ARTICLE.
## Start
The third proposal is the increase in the number of nominations to parliament that the Constitution allows the president to make. This number is eight and has been since 1991. Hichilema is proposing to add two nominations to make it 10.
Altogether, he is seeking, through Bill 7, to increase the total number of MPs from the current 164 to 256 in the hope that most of the new 92 seats would belong to his party, giving the president the elusive two-thirds majority that he has long sought and greater control over parliament. Should these proposals pass, they will enable Hichilema to make further changes to the Constitution after conducting either the by-elections that could be created by the passage of Bill 7 or the next general election.
Hichilema's administration has tendered two reasons for the first two proposals. According to Justice Minister Princess Kasune Zulu, the decision to redraw constituency boundaries is meant to make them smaller, because some MPs have blamed their failure to deliver services and the high turnover at elections on the large size of their constituencies. This reason is misplaced because the constitutional role of MPs in Zambia is to make laws, not to deliver services — a responsibility of the local authorities.
## End
DATASET ENTRIES.
## Start
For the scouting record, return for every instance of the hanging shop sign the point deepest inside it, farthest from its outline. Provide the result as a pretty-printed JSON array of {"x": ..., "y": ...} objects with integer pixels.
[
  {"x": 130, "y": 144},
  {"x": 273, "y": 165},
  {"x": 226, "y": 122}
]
## End
SHORT PROBLEM A. For each statement about the Bill 7 passage, answer yes or no depending on whether it agrees with the passage, and quote the deciding words exactly: (i) The president has been allowed eight nominations to parliament since 1991. (ii) Bill 7 would bring the total number of MPs to 164. (iii) The Justice Minister said redrawing constituency boundaries is meant to make constituencies larger.
SHORT PROBLEM B. Carry on the Bill 7 passage from the point where it stops.
The listing has no connection to the Bill 7 passage.

RIGHT ANSWER A.
(i) Yes: "This number is eight and has been since 1991."
(ii) No: "to increase the total number of MPs from the current 164 to 256"
(iii) No: "the decision to redraw constituency boundaries is meant to make them smaller"

RIGHT ANSWER B.
The official justification for the proposed proportional representation is to guarantee seats for women, youths, and persons with disabilities in the National Assembly. This too is unpersuasive, because Article 259 of the Constitution already provides for the appointment of members of these groups to the National Assembly and other public bodies to promote inclusion and diversity.
It states that 'Where a person is empowered to make a nomination or an appointment to a public office, that person shall ensure: that fifty percent of each gender is nominated or appointed from the total available positions, unless it is not practicable to do so; and equitable representation of the youth and persons with disabilities, where these qualify for nomination or appointment.'
If women, youths, and persons with disabilities are currently underrepresented in the National Assembly and other public offices, the problem is not the Constitution, but the lack of respect for it by Hichilema and his officials who are empowered to make appointments.
For instance, even though the Constitution calls for equal gender representation in public offices, only four of Hichilema's 24 cabinet ministers are women, a contravention of the Constitution. To address electoral imbalances, the Constitution allows the president to nominate eight people to parliament (all of whom could have been females and appointed to the cabinet), but Hichilema filled all the slots with older men except one, the 76-year-old Mutinta Mazoka. Only one of Hichilema's 10 provincial ministers is female, another violation of the Constitution.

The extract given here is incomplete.